Runs backpropagation on the computation graph in order to
compute derivatives for the leave nodes.
"""
...
3. Check implementation
After correctly implementing the functions, you should be able to pass tests marked as autodiff.
Problem 2 (40)
In the second part, you need to implement operators for the CUDA Backend CudaKernelOps.
The places where you need to fill in your code are highlighted with BEGIN ASSIGN1_2
and
END ASSIGN1_2
Note: Be sure to checkout the CUDA examples in lecture 2 slides and the demo here!
1. Implement CUDA kernels
Implement CUDA kernels for matrix multiplication, map, zip and reduce functions in src/combine.cu. Please follow this exact order: map -> zip -> reduce -> matmul. Map is independent of the other functions, so ensure that it is completed first.
__global__ void MatrixMultiplyKernel(scalar_t* out, ...) {
...
}
__global__ void mapKernel(scalar_t* out, ...){
...
}
__global__ void reduceKernel(scalar_t* out, ...){
...

++++++++

:: Set problem 1 ::
Name every kernel function that the assignment text declares with __global__.
:: Set problem 2 ::
Pick up the CUDA assignment text right after its final line and keep writing it.
You won't need the records below the assignment text for anything here.

(Coordinate annotation records)
++++++++

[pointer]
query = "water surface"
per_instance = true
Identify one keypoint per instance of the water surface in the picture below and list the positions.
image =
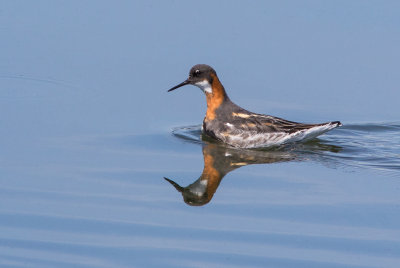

++++++++

:: Task response 1 ::
MatrixMultiplyKernel, mapKernel, reduceKernel

:: Task response 2 ::
}
__global__ void zipKernel(scalar_t* out, ...){
...
}
Hints
Data layout and strides.
To represent multidimensional tensor in memory, we use strides format. To represent a 2D matrix in 1D array, we usually use row major representation,
A[i, j] = Adata[i * cols + j]
.
While for strides format,
A[i, j] = Adata[i * strides[0] + j * strides[1]]
. For example:
Adata = [1, 2, 3, 4, 5, 6, 7, 8]
A = [[1, 2, 3, 4], [5, 6, 7, 8]]
# To access (1, 2)
# Row major format
rows, cols = 2, 4
A[1][2] == Adata[1 * cols + 2]
# Strides format
strides = (4, 1)
A[1][2] = Adata[1 * strides[0] + 2 * strides[1]]
Parallelization for matrix multiplication
A simple way to parallel matrix multiplication is to have every element in the output matrix calculated individually in each block, as is shown in figure 1. We provide the pseudocode here for you. Refer to Chapter 4.3 Matrix Multiplication in Programming Massively Parallel Processors, 4th Ed for more details.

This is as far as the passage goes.